- _Document extract_:
On my x1e device, all submissions were somehow going into only a single
ring, even the compositor's. Not sure why. So effectively preemption was
not really exercised. I had to force one of the two benchmark I ran
using the "highprio" mesa debug flag force submittions to ring 0.

If possible it is a good idea to check the new preemption traces to
ensure preemption kicks in.

-Akhil

> Thanks,
> Neil
Rob Clark Sept. 20, 2024, 5:17 p.m. UTC | #3
On Fri, Sep 20, 2024 at 9:15 AM Akhil P Oommen <quic_akhilpo@quicinc.com> wrote:
>
> On Wed, Sep 18, 2024 at 08:39:30AM -0700, Rob Clark wrote:
> > On Wed, Sep 18, 2024 at 12:46 AM Neil Armstrong
> > <neil.armstrong@linaro.org> wrote:
> > >
> > > Hi,
> > >
> > > On 17/09/2024 13:14, Antonino Maniscalco wrote:
> > > > This series implements preemption for A7XX targets, which allows the GPU to
> > > > switch to an higher priority ring when work is pushed to it, reducing latency
> > > > for high priority submissions.
> > > >
> > > > This series enables L1 preemption with skip_save_restore which requires
> > > > the following userspace patches to function:
> > > >
> > > > https://gitlab.freedesktop.org/mesa/mesa/-/merge_requests/30544
> > > >
> > > > A flag is added to `msm_submitqueue_create` to only allow submissions
> > > > from compatible userspace to be preempted, therefore maintaining
> > > > compatibility.

- _Task requirements_:
1. In the preemption thread, which mesa debug flag was used to force submissions to ring 0?
2. Carry the preemption thread on past its final sentence.
The lines that follow have no connection to the preemption thread.

- _Recorded data_:
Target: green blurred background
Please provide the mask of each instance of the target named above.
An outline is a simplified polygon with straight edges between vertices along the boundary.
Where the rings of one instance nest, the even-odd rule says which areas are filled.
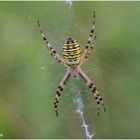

- _Answers per task_:
1. The "highprio" flag.

2.
> > > >
> > > > Preemption is currently only enabled by default on A750, it can be
> > > > enabled on other targets through the `enable_preemption` module
> > > > parameter. This is because more testing is required on other targets.
> > > >
> > > > For testing on other HW it is sufficient to set that parameter to a
> > > > value of 1, then using the branch of mesa linked above, `TU_DEBUG=hiprio`
> > > > allows to run any application as high priority therefore preempting
> > > > submissions from other applications.
> > > >
> > > > The `msm_gpu_preemption_trigger` and `msm_gpu_preemption_irq` traces
> > > > added in this series can be used to observe preemption's behavior as
> > > > well as measuring preemption latency.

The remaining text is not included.